= TASK TO CARRY OUT =
Format the section of the listing below that begins with the line containing "the tree line" and runs through the last line of the listing as a JSON array of strings, one string per line, omitting blank lines.

* begin SOURCE MATERIAL *

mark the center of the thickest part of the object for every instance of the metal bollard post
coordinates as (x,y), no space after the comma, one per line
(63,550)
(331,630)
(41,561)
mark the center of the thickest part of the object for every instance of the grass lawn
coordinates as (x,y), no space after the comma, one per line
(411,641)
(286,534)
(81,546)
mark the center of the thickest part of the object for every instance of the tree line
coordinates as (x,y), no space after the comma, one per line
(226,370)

* end SOURCE MATERIAL *

= EXERCISE RESPONSE =
[
  "mark the center of the thickest part of the object for every instance of the tree line",
  "coordinates as (x,y), no space after the comma, one per line",
  "(226,370)"
]